[Problem details]
Output an exact reproduction of the data.

— START OF Dataset excerpts —

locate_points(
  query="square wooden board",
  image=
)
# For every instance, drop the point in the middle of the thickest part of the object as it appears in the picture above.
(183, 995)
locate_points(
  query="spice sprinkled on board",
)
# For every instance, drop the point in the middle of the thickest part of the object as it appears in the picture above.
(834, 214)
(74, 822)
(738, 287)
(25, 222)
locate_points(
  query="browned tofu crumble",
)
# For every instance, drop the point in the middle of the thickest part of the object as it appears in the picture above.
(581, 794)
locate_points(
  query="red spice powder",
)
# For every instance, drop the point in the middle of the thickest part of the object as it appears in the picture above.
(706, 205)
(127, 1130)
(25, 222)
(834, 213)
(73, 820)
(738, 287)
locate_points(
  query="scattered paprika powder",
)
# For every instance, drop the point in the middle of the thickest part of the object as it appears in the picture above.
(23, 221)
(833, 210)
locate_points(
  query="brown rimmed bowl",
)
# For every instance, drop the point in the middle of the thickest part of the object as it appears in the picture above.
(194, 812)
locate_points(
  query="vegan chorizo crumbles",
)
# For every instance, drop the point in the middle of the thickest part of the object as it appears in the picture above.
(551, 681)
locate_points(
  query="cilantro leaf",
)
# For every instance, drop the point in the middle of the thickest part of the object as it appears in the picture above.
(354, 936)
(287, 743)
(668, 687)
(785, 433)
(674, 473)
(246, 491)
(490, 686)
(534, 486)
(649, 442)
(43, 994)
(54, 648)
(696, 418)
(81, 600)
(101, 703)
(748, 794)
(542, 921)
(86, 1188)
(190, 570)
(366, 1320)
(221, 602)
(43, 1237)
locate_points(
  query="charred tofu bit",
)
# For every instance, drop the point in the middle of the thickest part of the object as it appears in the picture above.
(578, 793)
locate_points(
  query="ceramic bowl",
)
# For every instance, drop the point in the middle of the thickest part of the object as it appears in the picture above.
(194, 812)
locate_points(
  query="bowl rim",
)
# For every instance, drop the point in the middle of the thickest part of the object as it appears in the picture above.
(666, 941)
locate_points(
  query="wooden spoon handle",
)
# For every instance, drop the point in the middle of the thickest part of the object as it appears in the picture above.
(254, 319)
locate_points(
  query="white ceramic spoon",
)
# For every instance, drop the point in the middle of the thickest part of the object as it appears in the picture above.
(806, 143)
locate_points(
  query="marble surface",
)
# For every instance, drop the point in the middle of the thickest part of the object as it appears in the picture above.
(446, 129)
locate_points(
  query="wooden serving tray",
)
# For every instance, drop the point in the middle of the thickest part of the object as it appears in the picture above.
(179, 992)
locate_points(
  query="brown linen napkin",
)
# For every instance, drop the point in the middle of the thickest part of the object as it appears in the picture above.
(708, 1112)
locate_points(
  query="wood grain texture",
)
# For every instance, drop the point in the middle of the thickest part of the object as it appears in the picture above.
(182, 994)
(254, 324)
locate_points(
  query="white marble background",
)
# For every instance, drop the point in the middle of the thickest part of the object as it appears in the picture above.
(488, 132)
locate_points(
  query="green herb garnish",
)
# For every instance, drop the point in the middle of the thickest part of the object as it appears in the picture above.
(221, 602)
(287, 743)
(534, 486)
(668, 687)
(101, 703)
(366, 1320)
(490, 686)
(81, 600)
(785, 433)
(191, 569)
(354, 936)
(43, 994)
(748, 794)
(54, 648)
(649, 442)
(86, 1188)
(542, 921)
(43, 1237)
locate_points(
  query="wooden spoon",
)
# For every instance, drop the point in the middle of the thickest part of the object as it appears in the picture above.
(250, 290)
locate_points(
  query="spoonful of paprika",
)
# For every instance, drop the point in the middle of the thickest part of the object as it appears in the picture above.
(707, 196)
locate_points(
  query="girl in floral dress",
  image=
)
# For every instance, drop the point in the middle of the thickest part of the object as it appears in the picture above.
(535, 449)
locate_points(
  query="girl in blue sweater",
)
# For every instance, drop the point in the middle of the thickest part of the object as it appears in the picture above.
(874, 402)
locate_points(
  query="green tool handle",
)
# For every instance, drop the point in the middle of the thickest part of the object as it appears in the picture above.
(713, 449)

— END OF Dataset excerpts —

[Finished answer]
locate_points(
  query="square wooden board",
  image=
)
# For every instance, drop the point in the middle of the thickest part of the object as it appears in the picture above.
(183, 995)
locate_points(
  query="spice sprinkled on board",
)
# For every instance, drop the point in the middle of the thickest part of the object as it appears in the picture above.
(834, 214)
(74, 822)
(738, 287)
(25, 222)
locate_points(
  query="browned tofu crumble",
)
# For every instance, drop the point in the middle of the thickest part of the object as it appears in the picture above.
(581, 794)
locate_points(
  query="red spice powder",
)
# For every instance, drop the point in the middle of the thickest part of the object as it appears in the picture above.
(706, 205)
(127, 1130)
(25, 222)
(834, 213)
(73, 820)
(738, 287)
locate_points(
  query="scattered paprika powder",
)
# For every instance, drop the point in the middle of the thickest part of the object as it appears in the picture above.
(23, 221)
(833, 210)
locate_points(
  query="brown rimmed bowl",
)
# For every instance, drop the point in the middle of the thickest part of the object as it appears in the picture above.
(194, 812)
locate_points(
  query="vegan chorizo crumbles",
)
# For every instance, drop the point in the middle of the thickest part of the object as it appears in the picture above.
(551, 681)
locate_points(
  query="cilantro leaf",
)
# For every instance, drop the point in the middle of the thickest part of the object as it appears in the picture above.
(354, 936)
(287, 743)
(668, 687)
(785, 433)
(674, 473)
(246, 491)
(490, 686)
(534, 486)
(649, 442)
(43, 994)
(54, 648)
(696, 418)
(81, 600)
(101, 703)
(748, 794)
(542, 921)
(86, 1188)
(190, 570)
(366, 1320)
(221, 602)
(43, 1237)
locate_points(
  query="charred tofu bit",
)
# For every instance, drop the point in the middle of the thickest part of the object as it appears in the picture above.
(578, 793)
locate_points(
  query="ceramic bowl",
)
# For every instance, drop the point in the middle of the thickest part of the object as it appears in the picture above.
(194, 812)
locate_points(
  query="bowl rim",
)
# For every instance, drop the point in the middle of the thickest part of the object as it appears in the picture above.
(666, 941)
locate_points(
  query="wooden spoon handle",
)
# For every instance, drop the point in the middle of the thickest part of the object as it appears in the picture above.
(254, 319)
locate_points(
  query="white ceramic spoon",
)
# For every instance, drop the point in the middle of the thickest part of the object as it appears in the picture above.
(806, 143)
locate_points(
  query="marble surface",
)
# For every instance, drop the point in the middle of the thickest part of the object as it appears in the picture above.
(446, 129)
locate_points(
  query="wooden serving tray",
)
# For every instance, drop the point in the middle of the thickest part of the object as it appears in the picture above.
(179, 992)
locate_points(
  query="brown linen napkin",
)
# For every instance, drop the point in the middle of the thickest part of the object as it appears in the picture above.
(708, 1112)
locate_points(
  query="wood grain texture",
)
# For every instance, drop the point in the middle of the thickest part of the object as it appears in the picture above.
(182, 994)
(254, 324)
locate_points(
  query="white marble background",
)
# For every instance, drop the point in the middle of the thickest part of the object as it appears in the picture above.
(488, 132)
locate_points(
  query="green herb garnish",
)
# For every instance, drop the point in the middle of the thickest part of the object as it appears in the picture above.
(221, 602)
(287, 743)
(534, 486)
(668, 687)
(101, 703)
(366, 1320)
(490, 686)
(81, 600)
(785, 433)
(191, 569)
(354, 936)
(43, 994)
(748, 794)
(54, 648)
(649, 442)
(86, 1188)
(542, 921)
(43, 1237)
locate_points(
  query="wooden spoon",
)
# For every instance, drop the point in the middle of the thickest part of the object as it appears in the picture above.
(250, 290)
locate_points(
  query="spoonful of paprika",
)
# For every instance, drop the point in the middle of the thickest part of the object as it appears in the picture above.
(707, 196)
locate_points(
  query="girl in floral dress",
  image=
)
# For every instance, drop the point in the middle of the thickest part of the object as it appears in the picture above.
(535, 449)
locate_points(
  query="girl in blue sweater",
)
# For every instance, drop the point in the middle of the thickest part of the object as it appears in the picture above.
(874, 402)
locate_points(
  query="green tool handle",
)
# For every instance, drop the point in the middle of the thickest part of the object as it appears in the picture above.
(713, 449)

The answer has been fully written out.